### DESCRIPTION OF THE TASK
Copy the lines below exactly as they stand, leaving the pictures out of your answer.

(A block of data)
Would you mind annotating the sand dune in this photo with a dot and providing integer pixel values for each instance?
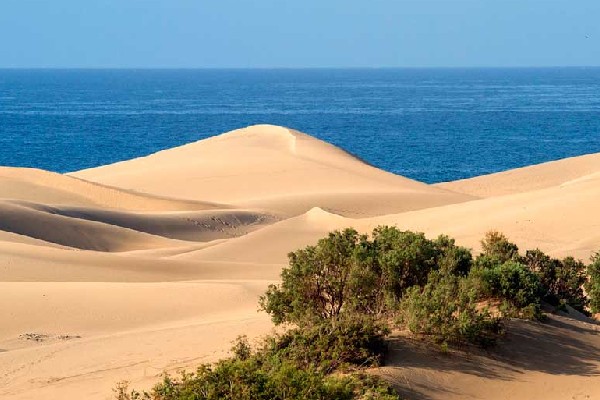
(535, 177)
(556, 360)
(40, 186)
(260, 163)
(156, 263)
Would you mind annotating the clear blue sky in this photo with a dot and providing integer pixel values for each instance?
(298, 33)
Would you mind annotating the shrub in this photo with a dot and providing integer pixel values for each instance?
(515, 285)
(496, 245)
(452, 259)
(446, 310)
(330, 346)
(274, 372)
(562, 280)
(593, 285)
(404, 258)
(325, 281)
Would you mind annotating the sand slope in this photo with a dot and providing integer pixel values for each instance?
(535, 177)
(269, 167)
(123, 271)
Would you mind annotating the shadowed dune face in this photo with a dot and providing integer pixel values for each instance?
(259, 162)
(157, 263)
(558, 360)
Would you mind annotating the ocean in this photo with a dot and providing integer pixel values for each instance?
(432, 125)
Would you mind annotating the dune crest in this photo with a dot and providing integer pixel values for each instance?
(153, 264)
(265, 166)
(534, 177)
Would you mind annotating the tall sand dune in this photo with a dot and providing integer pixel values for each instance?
(153, 264)
(268, 166)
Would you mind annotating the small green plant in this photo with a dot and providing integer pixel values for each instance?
(445, 310)
(593, 285)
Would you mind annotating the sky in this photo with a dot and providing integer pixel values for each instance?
(298, 34)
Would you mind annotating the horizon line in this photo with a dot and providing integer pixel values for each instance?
(305, 68)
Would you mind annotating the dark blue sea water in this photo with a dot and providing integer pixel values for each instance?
(428, 124)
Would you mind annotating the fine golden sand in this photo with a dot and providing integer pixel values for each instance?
(124, 271)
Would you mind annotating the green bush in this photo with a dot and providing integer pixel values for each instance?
(446, 310)
(562, 280)
(452, 259)
(346, 274)
(325, 281)
(276, 372)
(593, 285)
(496, 245)
(512, 283)
(330, 346)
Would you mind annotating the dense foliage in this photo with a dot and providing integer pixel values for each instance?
(277, 371)
(593, 286)
(339, 297)
(447, 310)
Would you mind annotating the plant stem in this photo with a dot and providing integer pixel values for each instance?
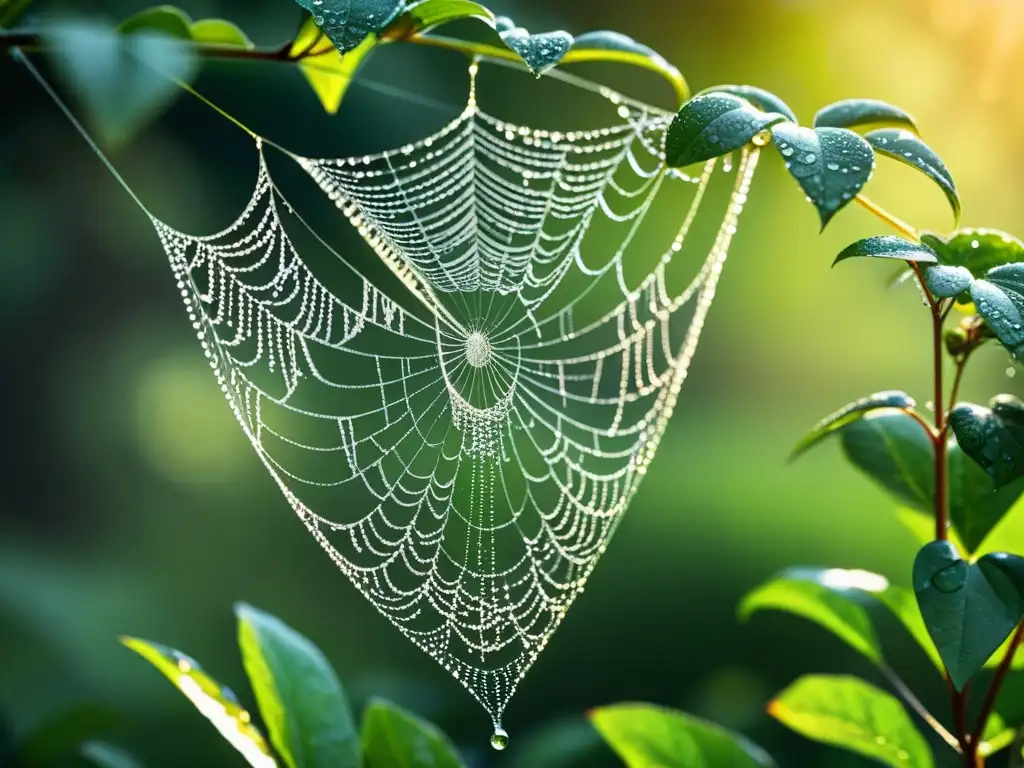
(993, 688)
(941, 428)
(968, 741)
(898, 224)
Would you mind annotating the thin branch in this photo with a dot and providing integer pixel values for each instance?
(914, 704)
(897, 223)
(993, 688)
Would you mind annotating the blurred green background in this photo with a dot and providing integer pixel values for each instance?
(131, 503)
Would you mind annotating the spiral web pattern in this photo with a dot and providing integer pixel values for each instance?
(464, 443)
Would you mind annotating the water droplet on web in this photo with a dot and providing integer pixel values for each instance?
(499, 739)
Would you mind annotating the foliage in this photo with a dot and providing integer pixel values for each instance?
(957, 468)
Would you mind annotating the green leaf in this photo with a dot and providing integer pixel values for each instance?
(761, 98)
(851, 413)
(57, 738)
(908, 148)
(832, 165)
(999, 299)
(902, 604)
(164, 18)
(348, 23)
(853, 715)
(861, 113)
(978, 250)
(302, 702)
(328, 72)
(992, 436)
(214, 701)
(541, 51)
(887, 247)
(969, 608)
(107, 756)
(603, 45)
(995, 736)
(947, 282)
(565, 741)
(395, 738)
(648, 736)
(975, 509)
(895, 452)
(430, 13)
(121, 81)
(713, 125)
(219, 32)
(11, 10)
(822, 596)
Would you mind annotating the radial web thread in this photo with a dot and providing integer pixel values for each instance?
(464, 443)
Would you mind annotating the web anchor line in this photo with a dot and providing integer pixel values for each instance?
(463, 445)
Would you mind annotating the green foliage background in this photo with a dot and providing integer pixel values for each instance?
(132, 504)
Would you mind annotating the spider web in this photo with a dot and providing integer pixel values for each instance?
(464, 443)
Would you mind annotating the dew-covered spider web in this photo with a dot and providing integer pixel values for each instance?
(463, 430)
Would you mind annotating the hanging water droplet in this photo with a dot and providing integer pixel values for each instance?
(499, 739)
(950, 579)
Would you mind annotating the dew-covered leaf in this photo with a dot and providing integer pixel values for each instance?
(969, 608)
(992, 436)
(825, 597)
(302, 702)
(165, 18)
(978, 250)
(907, 147)
(395, 738)
(219, 32)
(713, 125)
(862, 113)
(851, 413)
(975, 508)
(832, 165)
(764, 100)
(215, 702)
(431, 13)
(122, 81)
(999, 299)
(328, 72)
(603, 45)
(895, 452)
(947, 282)
(348, 23)
(647, 736)
(851, 714)
(887, 247)
(541, 51)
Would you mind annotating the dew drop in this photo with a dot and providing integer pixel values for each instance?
(499, 739)
(950, 579)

### EXERCISE ANSWER
Would you mind annotating the sand dune in this photo with a dot and providing integer pixel values for each instance?
(535, 177)
(556, 360)
(40, 186)
(260, 163)
(156, 263)
Would you mind annotating the clear blue sky in this photo with a dot and providing integer pixel values for each instance?
(298, 33)
Would you mind annotating the shrub in this photo with a dot and providing integer pixel values for each instance?
(515, 285)
(496, 245)
(452, 259)
(446, 310)
(330, 346)
(274, 372)
(562, 280)
(593, 285)
(404, 258)
(325, 281)
Would you mind annotating the sand slope in this photo with a dot and providing integer pixel values for each instance?
(535, 177)
(269, 167)
(123, 271)
Would you mind annotating the shadowed dune face in this photo with a dot and providing integer pixel values for each instance?
(259, 162)
(157, 263)
(558, 360)
Would you mind annotating the ocean in this photo with a dot and providing integer pixel values for each instance?
(432, 125)
Would you mind annotating the dune crest in this photo with a dot and providing integer pixel values for each instance?
(153, 264)
(265, 166)
(534, 177)
Would you mind annotating the tall sand dune in this photo with a dot and providing integer pixel values for each instance?
(153, 264)
(268, 166)
Would you mind annotating the small green plant in this photo with a dot and providing integer pixel values for each instance?
(445, 310)
(593, 285)
Would you mind annotating the sky in this photo with a dot and providing integer pixel values for each instance?
(298, 34)
Would you mind annotating the horizon line in this photo with a dot and providing integer pixel values for each instance?
(305, 68)
Would you mind annotating the dark blue sea water in this photo with a dot and providing integer pixel values for each instance?
(428, 124)
Would you mind annotating the fine golden sand in this photo with a dot and providing integer pixel values for each instance?
(124, 271)
Would you mind annotating the green bush in this photo with a dot and providing integer pixel values for each instance?
(446, 310)
(562, 280)
(452, 259)
(346, 274)
(325, 281)
(276, 372)
(593, 285)
(496, 245)
(512, 283)
(330, 346)
Would you mind annotating the dense foliage in this photo with a dot and providing integer pixel values for each instance?
(277, 371)
(593, 286)
(339, 297)
(447, 310)
Would you mind annotating the plant stem in this photo with a dot and providing integer pixel values for each instance?
(993, 688)
(941, 428)
(968, 741)
(898, 224)
Would you mind annotating the thin branch in this photo with a dot and providing integer pixel values for each instance?
(914, 704)
(897, 223)
(993, 688)
Would you mind annotating the blurred green background in this photo with a dot and providing integer pixel values for each instance?
(131, 503)
Would you mind annotating the spiral web pattern in this photo with a dot and providing integer pixel values for each instance?
(464, 443)
Would you mind annotating the water droplet on web in this photo with a dot and providing integer pixel values for each instance?
(499, 739)
Would you mind annotating the foliage in this photo with a dot and providing integer pixel values for each instance?
(957, 468)
Would you mind annotating the green leaf in this photo with a dot and providing integer pixel values for each instance?
(761, 98)
(851, 413)
(57, 738)
(908, 148)
(832, 165)
(999, 299)
(902, 604)
(164, 18)
(348, 23)
(853, 715)
(861, 113)
(978, 250)
(302, 702)
(328, 72)
(992, 436)
(214, 701)
(541, 51)
(887, 247)
(969, 608)
(107, 756)
(603, 45)
(995, 736)
(947, 282)
(565, 741)
(395, 738)
(648, 736)
(975, 509)
(895, 452)
(430, 13)
(121, 81)
(713, 125)
(219, 32)
(11, 10)
(822, 596)
Would you mind annotating the radial web thread in this photo with a dot and providing integer pixel values for each instance?
(464, 443)
Would you mind annotating the web anchor line in this photo with a dot and providing integer pixel values for each instance?
(463, 445)
Would you mind annotating the green foliage background in this photo with a dot and providing integer pixel values for each instance?
(132, 504)
Would you mind annotating the spider web in this photo with a dot and providing integer pixel values for each instance?
(464, 443)
Would you mind annotating the dew-covered spider web in this photo with a dot and providing integer pixel values for each instance?
(463, 430)
Would you mind annotating the hanging water droplet in this photo with a dot and providing integer pixel values for each instance?
(499, 739)
(950, 579)
Would you mind annotating the dew-covered leaf in this photo with a dot and providing integer pixel values for each instance?
(969, 608)
(992, 436)
(825, 597)
(302, 702)
(165, 18)
(978, 250)
(907, 147)
(395, 738)
(219, 32)
(713, 125)
(862, 113)
(851, 413)
(975, 508)
(832, 165)
(764, 100)
(215, 702)
(431, 13)
(122, 81)
(999, 299)
(328, 72)
(603, 45)
(895, 452)
(947, 282)
(348, 23)
(647, 736)
(851, 714)
(887, 247)
(541, 51)
Would you mind annotating the dew drop in this photo with a dot and providing integer pixel values for each instance?
(499, 739)
(950, 579)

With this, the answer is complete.